AIM OF THE TASK ->
Reproduce the listing below word for word, starting at its first line and ending at the line that contains "column 872, row 724", including both of those lines.

DATA IN THIS EXERCISE ->
===

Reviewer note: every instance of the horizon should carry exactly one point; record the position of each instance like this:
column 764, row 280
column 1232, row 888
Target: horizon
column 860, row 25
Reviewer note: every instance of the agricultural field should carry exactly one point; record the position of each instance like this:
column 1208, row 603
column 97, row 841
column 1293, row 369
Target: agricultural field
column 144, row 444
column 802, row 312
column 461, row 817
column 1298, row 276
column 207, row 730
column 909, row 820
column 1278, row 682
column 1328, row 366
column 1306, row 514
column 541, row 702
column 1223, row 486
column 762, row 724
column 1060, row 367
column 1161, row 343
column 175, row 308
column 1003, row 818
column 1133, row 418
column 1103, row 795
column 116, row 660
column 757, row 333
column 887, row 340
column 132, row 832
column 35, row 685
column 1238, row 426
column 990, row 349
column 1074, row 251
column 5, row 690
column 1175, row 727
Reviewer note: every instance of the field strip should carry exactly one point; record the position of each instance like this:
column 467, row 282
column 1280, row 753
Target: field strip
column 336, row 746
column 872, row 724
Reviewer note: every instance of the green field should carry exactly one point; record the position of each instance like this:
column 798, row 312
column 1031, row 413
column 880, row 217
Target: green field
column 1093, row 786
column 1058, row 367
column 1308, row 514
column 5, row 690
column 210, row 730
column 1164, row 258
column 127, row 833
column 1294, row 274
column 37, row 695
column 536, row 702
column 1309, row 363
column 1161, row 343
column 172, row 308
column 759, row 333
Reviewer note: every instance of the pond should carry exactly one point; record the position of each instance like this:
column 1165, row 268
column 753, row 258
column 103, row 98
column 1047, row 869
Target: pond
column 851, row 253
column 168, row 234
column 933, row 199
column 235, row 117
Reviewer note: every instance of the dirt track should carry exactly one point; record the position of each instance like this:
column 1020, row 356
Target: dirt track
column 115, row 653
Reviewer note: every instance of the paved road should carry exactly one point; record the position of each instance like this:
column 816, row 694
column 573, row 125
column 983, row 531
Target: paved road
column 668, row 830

===

RESULT OF THIS EXERCISE ->
Reviewer note: every instance of the horizon should carry exactly one point; record the position of each instance like this:
column 764, row 280
column 1232, row 888
Target: horizon
column 860, row 25
Reviewer note: every instance of the agricultural field should carry exactly one point; record the position of each instance like this:
column 1208, row 603
column 97, row 841
column 1293, row 369
Target: agricultural field
column 144, row 444
column 802, row 312
column 461, row 817
column 1298, row 276
column 207, row 730
column 909, row 820
column 1278, row 682
column 1328, row 366
column 1306, row 514
column 541, row 702
column 1223, row 486
column 762, row 724
column 1060, row 367
column 1161, row 343
column 175, row 308
column 1003, row 818
column 1133, row 418
column 1103, row 795
column 116, row 660
column 757, row 333
column 887, row 340
column 132, row 832
column 35, row 685
column 1238, row 426
column 990, row 349
column 1074, row 251
column 5, row 690
column 1175, row 727
Reviewer note: every instance of the field strip should carry exactly one point; record the position of each instance like this:
column 467, row 282
column 1280, row 753
Target: field strip
column 336, row 746
column 872, row 724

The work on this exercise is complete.